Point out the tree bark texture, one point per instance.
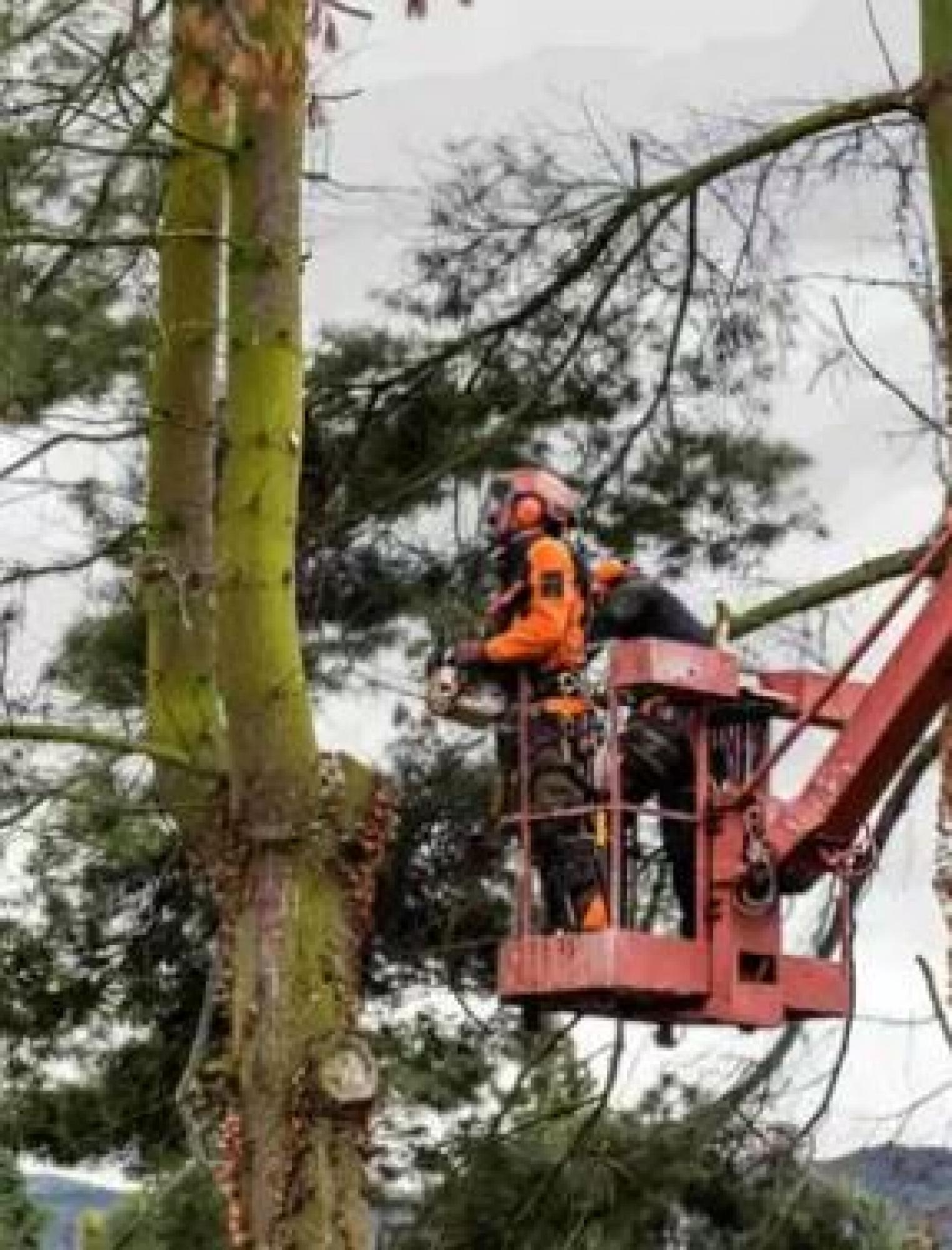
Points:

...

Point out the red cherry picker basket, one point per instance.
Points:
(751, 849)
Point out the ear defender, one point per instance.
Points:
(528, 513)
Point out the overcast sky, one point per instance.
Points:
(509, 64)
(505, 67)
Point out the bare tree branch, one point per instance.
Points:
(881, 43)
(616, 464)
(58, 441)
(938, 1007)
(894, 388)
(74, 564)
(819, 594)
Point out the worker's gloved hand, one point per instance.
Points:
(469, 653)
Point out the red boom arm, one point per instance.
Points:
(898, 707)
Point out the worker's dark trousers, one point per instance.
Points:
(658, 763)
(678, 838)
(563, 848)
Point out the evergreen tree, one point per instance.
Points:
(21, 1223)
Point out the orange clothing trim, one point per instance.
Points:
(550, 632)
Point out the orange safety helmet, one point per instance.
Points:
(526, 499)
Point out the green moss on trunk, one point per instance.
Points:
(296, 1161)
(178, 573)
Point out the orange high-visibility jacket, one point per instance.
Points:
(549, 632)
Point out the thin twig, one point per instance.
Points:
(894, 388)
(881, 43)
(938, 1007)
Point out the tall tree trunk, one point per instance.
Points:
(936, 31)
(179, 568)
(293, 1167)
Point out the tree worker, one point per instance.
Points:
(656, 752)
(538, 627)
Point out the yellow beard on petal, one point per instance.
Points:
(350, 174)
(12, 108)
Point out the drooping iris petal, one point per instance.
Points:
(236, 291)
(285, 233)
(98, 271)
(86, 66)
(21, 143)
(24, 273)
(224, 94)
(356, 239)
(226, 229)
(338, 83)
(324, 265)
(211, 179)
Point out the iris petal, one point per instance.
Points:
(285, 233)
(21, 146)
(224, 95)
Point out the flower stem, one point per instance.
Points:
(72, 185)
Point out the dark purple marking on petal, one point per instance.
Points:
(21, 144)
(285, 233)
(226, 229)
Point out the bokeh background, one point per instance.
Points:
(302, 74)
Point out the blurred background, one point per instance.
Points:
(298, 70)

**What you have to do**
Pull out each line above that contains the word "dark", and reproduce those lines unchanged.

**Output**
Point out the worker's dark trousers, one point per instance.
Point out the dark purple marking on petal, one point per instance.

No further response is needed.